* EXCERPTED TEXT *
You know, I have always been in Praise of Slow. Normally it’s in the context of crafty ditherings but it can also be re life choices and similar trivia. I was made redundant almost 5 months ago. I had Little One almost three years ago. I was dx 5 years ago. Yep, it’s my diagnosisary folks. And where have I got to? What have I learnt?
My thoughts have meandered and then centred on how my choices would have been so different had I not been so convinced I needed to stick with my (large, dependable, safe) employer. I now know that it’s perfectly possible to pick and mix AND progress, develop and be commercially successful. I learnt a lot at the mumsnet Blogfest last year, mainly from other, more experienced freelancers. Step up mme Lindor, Mme Guillotine et al. I have also learnt from my RL friedns most of whom are self employed. And then I’ve discovered that the world does not stop when you get your P45. Actually, it changes and it opens new possibilities.
What has fired me up to write more than my habitual haiku? I recently submitted a piece to the wonderful Jump magazine and I got to reflecting on how, when I was at school and later university, the knowledge that a portfolio career could be preferable to a traditional one would have been gold dust to me.
I have been known to lament that you can’t have it all. You either sacrifice advancement or family time. I still strongly believe that a hefty dose of realism is needed when the concept of SuperMums is aired. But maybe, just maybe there’s a third way?
Start off in life willing to bend with life’s ups and downs, collect transferable skills, access technology and all it can give you, refuse to be bounded by the traditional working models of 9-5 office life, focus on results and deliverable rather than process, network, share, blend work and life. What if we taught our young these values? Could we help our children avoid sleepwalking into mediocrity and achieve their potential? Boys too. I think so. I really do.
About 6 years ago I wrote a list of what my perfect day consisted of. Despite Parkinson’s, I reckon I’ve got about 90% now. And it’s thanks to going portfolio. I know things could change but whatever, it’s taught me that boundaries should be guidelines and career cliches challenged.
What do you think? I’m going to expand this issue, build on these bare bones of an idea. What is your view?
Way back at the beginning of the year I said I would Choose Life this year. Wel, here we are almost at the midpoint and how am I doing? A mixed bag, I’d say. I’ve become better at stopping to smell the metaphorical flowers of Life, I’ve grown to realise how lucky I am with the friends and family I have around me. I’ve managed to do a reasonable amount of making too, which is good. Those are the pluses.

* DIRECTIONS *
1: In the blog post, how long ago was the writer made redundant?
2: Quote the blog post word for word, starting at "About 6 years" and ending at "is your view?".

* DATA EXTRACT *

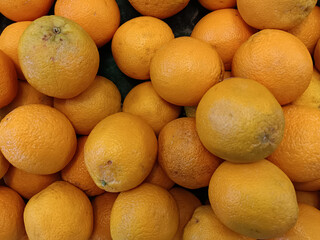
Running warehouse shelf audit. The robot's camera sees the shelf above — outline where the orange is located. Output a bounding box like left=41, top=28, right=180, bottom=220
left=61, top=136, right=104, bottom=196
left=296, top=191, right=320, bottom=209
left=288, top=6, right=320, bottom=54
left=232, top=29, right=313, bottom=105
left=3, top=166, right=60, bottom=199
left=183, top=205, right=253, bottom=240
left=144, top=161, right=175, bottom=190
left=110, top=183, right=179, bottom=240
left=54, top=0, right=120, bottom=47
left=129, top=0, right=190, bottom=19
left=150, top=37, right=224, bottom=106
left=122, top=81, right=181, bottom=135
left=198, top=0, right=237, bottom=11
left=0, top=0, right=54, bottom=22
left=273, top=204, right=320, bottom=240
left=90, top=192, right=118, bottom=240
left=0, top=152, right=10, bottom=179
left=293, top=178, right=320, bottom=191
left=0, top=21, right=31, bottom=80
left=0, top=104, right=77, bottom=174
left=208, top=160, right=298, bottom=239
left=18, top=16, right=99, bottom=98
left=313, top=39, right=320, bottom=71
left=84, top=112, right=158, bottom=192
left=196, top=78, right=284, bottom=163
left=191, top=8, right=256, bottom=70
left=268, top=105, right=320, bottom=182
left=158, top=117, right=220, bottom=189
left=169, top=187, right=201, bottom=240
left=53, top=76, right=121, bottom=135
left=111, top=16, right=174, bottom=80
left=0, top=50, right=18, bottom=108
left=237, top=0, right=317, bottom=30
left=0, top=81, right=53, bottom=119
left=292, top=68, right=320, bottom=109
left=0, top=186, right=26, bottom=240
left=23, top=181, right=93, bottom=240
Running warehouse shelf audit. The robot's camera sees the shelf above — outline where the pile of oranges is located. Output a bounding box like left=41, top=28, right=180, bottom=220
left=0, top=0, right=320, bottom=240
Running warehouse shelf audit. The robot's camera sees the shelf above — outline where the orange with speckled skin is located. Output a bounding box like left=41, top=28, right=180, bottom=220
left=268, top=105, right=320, bottom=182
left=0, top=104, right=77, bottom=174
left=18, top=15, right=99, bottom=98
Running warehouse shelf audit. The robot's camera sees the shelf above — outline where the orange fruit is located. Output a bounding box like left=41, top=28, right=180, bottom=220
left=293, top=178, right=320, bottom=191
left=288, top=6, right=320, bottom=54
left=0, top=0, right=54, bottom=22
left=237, top=0, right=317, bottom=30
left=129, top=0, right=190, bottom=19
left=198, top=0, right=237, bottom=11
left=90, top=192, right=118, bottom=240
left=0, top=186, right=26, bottom=240
left=150, top=37, right=224, bottom=106
left=183, top=205, right=253, bottom=240
left=313, top=39, right=320, bottom=71
left=169, top=187, right=201, bottom=240
left=292, top=68, right=320, bottom=109
left=3, top=166, right=60, bottom=199
left=23, top=181, right=93, bottom=240
left=0, top=81, right=53, bottom=119
left=111, top=16, right=174, bottom=80
left=0, top=50, right=18, bottom=108
left=268, top=105, right=320, bottom=182
left=53, top=76, right=121, bottom=135
left=158, top=117, right=220, bottom=189
left=144, top=161, right=175, bottom=190
left=84, top=112, right=158, bottom=192
left=18, top=16, right=99, bottom=98
left=232, top=29, right=313, bottom=105
left=0, top=152, right=10, bottom=179
left=208, top=160, right=298, bottom=239
left=296, top=191, right=320, bottom=209
left=191, top=8, right=256, bottom=70
left=122, top=81, right=181, bottom=135
left=196, top=78, right=284, bottom=163
left=110, top=183, right=179, bottom=240
left=54, top=0, right=120, bottom=47
left=272, top=203, right=320, bottom=240
left=0, top=21, right=31, bottom=80
left=61, top=136, right=104, bottom=196
left=0, top=104, right=77, bottom=174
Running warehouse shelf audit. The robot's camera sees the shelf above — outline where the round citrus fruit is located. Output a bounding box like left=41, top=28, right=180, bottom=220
left=158, top=117, right=221, bottom=189
left=3, top=166, right=60, bottom=199
left=18, top=15, right=99, bottom=98
left=237, top=0, right=317, bottom=30
left=53, top=76, right=121, bottom=135
left=0, top=104, right=77, bottom=174
left=268, top=105, right=320, bottom=182
left=23, top=181, right=93, bottom=240
left=191, top=8, right=256, bottom=70
left=61, top=136, right=104, bottom=196
left=0, top=21, right=31, bottom=80
left=122, top=81, right=181, bottom=135
left=150, top=37, right=224, bottom=106
left=232, top=29, right=313, bottom=105
left=54, top=0, right=120, bottom=47
left=110, top=183, right=179, bottom=240
left=0, top=186, right=26, bottom=240
left=129, top=0, right=190, bottom=19
left=209, top=160, right=299, bottom=239
left=111, top=16, right=174, bottom=80
left=84, top=112, right=158, bottom=192
left=196, top=78, right=284, bottom=163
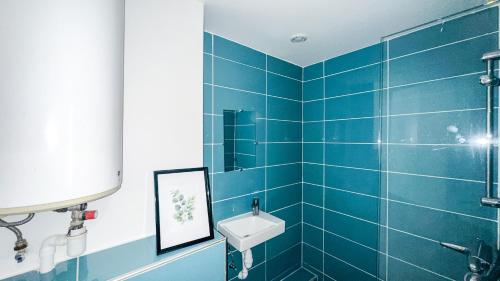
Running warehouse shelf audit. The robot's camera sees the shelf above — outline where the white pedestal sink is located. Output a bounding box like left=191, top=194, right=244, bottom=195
left=217, top=211, right=285, bottom=279
left=217, top=211, right=285, bottom=252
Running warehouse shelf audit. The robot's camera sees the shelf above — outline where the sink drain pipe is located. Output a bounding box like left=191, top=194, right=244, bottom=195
left=238, top=249, right=253, bottom=279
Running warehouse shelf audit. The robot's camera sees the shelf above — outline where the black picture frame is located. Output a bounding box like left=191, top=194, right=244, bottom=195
left=154, top=167, right=214, bottom=255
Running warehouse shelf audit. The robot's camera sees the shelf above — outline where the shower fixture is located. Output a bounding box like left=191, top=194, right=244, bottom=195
left=479, top=50, right=500, bottom=208
left=439, top=239, right=500, bottom=281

* SOLUTIONS PER TASK *
1: Almost 5 months ago.

2:
About 6 years ago I wrote a list of what my perfect day consisted of. Despite Parkinson’s, I reckon I’ve got about 90% now. And it’s thanks to going portfolio. I know things could change but whatever, it’s taught me that boundaries should be guidelines and career cliches challenged.
What do you think? I’m going to expand this issue, build on these bare bones of an idea. What is your view?